## Start Task data

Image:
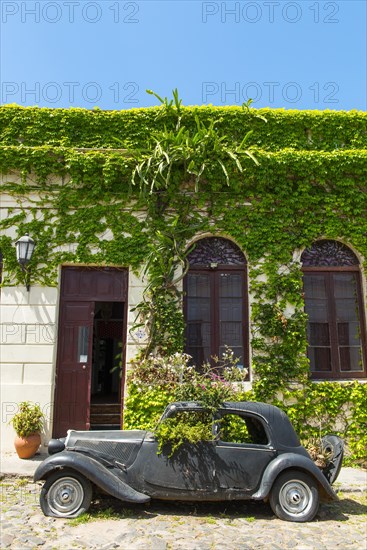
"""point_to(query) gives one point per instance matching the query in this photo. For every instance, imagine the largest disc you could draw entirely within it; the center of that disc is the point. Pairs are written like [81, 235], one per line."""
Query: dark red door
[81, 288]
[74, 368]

## End Task data
## Start Task data

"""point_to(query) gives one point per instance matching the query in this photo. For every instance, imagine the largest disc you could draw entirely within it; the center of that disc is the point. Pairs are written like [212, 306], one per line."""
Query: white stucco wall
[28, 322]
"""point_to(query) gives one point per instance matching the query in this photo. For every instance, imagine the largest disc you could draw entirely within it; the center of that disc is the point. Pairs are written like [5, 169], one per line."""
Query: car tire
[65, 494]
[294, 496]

## End Task data
## Start Task data

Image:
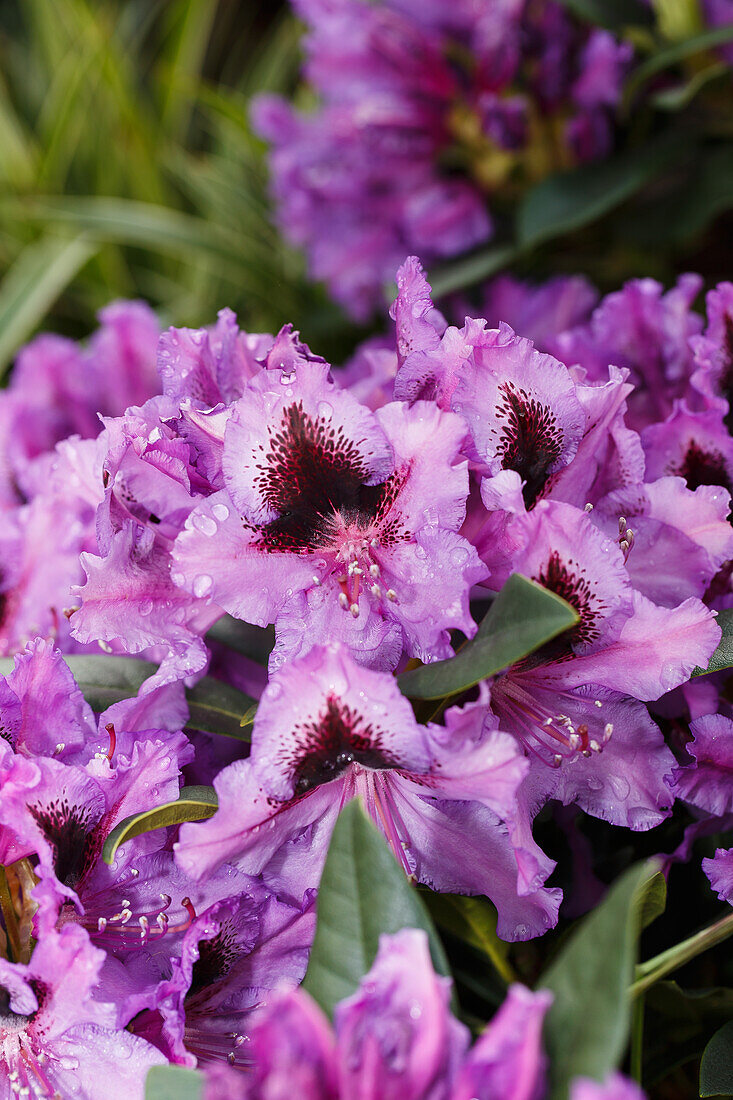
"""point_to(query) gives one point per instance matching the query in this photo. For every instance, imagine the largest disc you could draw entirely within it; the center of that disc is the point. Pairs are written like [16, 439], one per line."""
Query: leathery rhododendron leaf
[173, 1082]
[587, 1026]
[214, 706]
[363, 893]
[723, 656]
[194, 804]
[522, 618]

## End Task data

__To be done__: State how many lines of the material above contain the string "gives", treating uppercase and lowercase letters as different. Reply with the number only.

__Solution below__: 4